**To do**
Copy exactly, please, the line that has "point(231, 295)" in it along with every line after it to the end of the listing.

**Provided data**
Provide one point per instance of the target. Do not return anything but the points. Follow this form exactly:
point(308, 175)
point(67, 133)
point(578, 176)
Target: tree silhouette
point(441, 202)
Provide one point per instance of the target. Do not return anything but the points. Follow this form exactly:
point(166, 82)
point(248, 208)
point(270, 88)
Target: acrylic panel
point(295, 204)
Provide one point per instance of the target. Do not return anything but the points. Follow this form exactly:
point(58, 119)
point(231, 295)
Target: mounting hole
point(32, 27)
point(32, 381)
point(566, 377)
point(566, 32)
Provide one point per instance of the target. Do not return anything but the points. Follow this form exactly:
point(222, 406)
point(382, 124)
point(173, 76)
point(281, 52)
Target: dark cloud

**Solved problem**
point(231, 295)
Target: mounting hole
point(32, 27)
point(32, 381)
point(566, 377)
point(566, 32)
Provide one point per instance of the target. Do not return anything but the points. Follow this form exactly:
point(222, 406)
point(382, 124)
point(173, 76)
point(281, 52)
Target: dark cloud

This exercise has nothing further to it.